**WHAT YOU ARE ASKED TO DO**
In the flow rectifier passage below, change "holding ring" to "retaining ring" and give the part that opens with the words containing "By way of a comparison between FIGS. 4" and closes with "be mutually unorganized.".

**SELECTED EXTRACT**
>> Start

By way of a comparison between FIGS. 4 to 9, 11, 12, 14, and 15 it becomes evident that the insert parts 8, 9 have a mesh or net structure from webs that mutually cross at intersection points. This mesh or net structure is held on the internal circumference of a holding ring 12 or 12′ that encompasses the mesh or net structure on the external circumference. It is illustrated in FIG. 15 that the insert parts 8, 9 and thus also the insert part 9 illustrated here at the outflow side can have a mesh or net structure from webs 13 that are possibly also disposed so as to be mutually unorganized.

By contrast, the net structures of the insert parts 8, 9 that are illustrated in FIGS. 4 to 9, 11, 12, and 14 here are formed by a group of radially oriented webs 13, 13′ which at intersection points 14 cross a group of webs 15 that are disposed so as to be mutually concentric.

By way of a comparison between FIGS. 6, 7, 9, and 10 it becomes evident that the free external end of the webs 13 that are oriented radially in the direction toward an aeration opening 4, at least in the case of the first insert part 8 on the inflow side, terminate at a spacing in front of the aeration opening 4. In this way, an outlet opening 20 that extends across an assigned aeration opening 4 is formed in the mesh or net structure of the first insert part 8 of the flow rectifier. These outlet openings 20 are configured as a hole that breaks through the mesh or net structure. Since the water that flows toward the flow rectifier in the region of the aeration openings 4 can pass through the outlet openings 20 without impediment, without the inflowing water being dammed therein, undesirable flow noises in the region of the aeration openings 4 and the build-up and collapse at intervals of a water film in this region are prevented.

>> End

**LISTING**

>> Start

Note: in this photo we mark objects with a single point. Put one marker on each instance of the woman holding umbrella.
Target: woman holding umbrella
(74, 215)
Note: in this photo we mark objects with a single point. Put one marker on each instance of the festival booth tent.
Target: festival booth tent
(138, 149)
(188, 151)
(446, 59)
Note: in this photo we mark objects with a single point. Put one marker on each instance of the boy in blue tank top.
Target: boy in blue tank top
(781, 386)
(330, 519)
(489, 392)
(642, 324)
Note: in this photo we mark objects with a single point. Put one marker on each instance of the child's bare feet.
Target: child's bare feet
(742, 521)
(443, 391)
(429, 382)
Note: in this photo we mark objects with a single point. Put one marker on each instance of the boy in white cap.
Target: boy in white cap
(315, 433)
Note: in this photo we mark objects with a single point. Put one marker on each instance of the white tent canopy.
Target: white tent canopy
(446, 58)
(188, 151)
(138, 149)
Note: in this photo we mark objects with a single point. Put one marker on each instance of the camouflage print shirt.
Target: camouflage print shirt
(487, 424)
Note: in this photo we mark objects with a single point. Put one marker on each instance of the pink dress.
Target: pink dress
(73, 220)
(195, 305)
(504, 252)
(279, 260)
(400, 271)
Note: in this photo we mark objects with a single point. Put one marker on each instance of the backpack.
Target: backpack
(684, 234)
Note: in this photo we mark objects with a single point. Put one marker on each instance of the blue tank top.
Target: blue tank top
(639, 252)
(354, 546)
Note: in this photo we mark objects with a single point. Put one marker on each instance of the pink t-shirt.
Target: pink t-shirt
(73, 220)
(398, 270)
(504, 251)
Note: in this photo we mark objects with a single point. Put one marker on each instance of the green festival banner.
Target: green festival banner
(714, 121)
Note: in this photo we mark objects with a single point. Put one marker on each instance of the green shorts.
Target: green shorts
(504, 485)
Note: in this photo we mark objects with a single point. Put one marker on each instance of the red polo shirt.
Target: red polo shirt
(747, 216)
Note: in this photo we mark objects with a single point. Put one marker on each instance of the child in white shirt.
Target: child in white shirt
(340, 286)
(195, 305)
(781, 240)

>> End

**RESULT FOR THIS TASK**
By way of a comparison between FIGS. 4 to 9, 11, 12, 14, and 15 it becomes evident that the insert parts 8, 9 have a mesh or net structure from webs that mutually cross at intersection points. This mesh or net structure is held on the internal circumference of a retaining ring 12 or 12′ that encompasses the mesh or net structure on the external circumference. It is illustrated in FIG. 15 that the insert parts 8, 9 and thus also the insert part 9 illustrated here at the outflow side can have a mesh or net structure from webs 13 that are possibly also disposed so as to be mutually unorganized.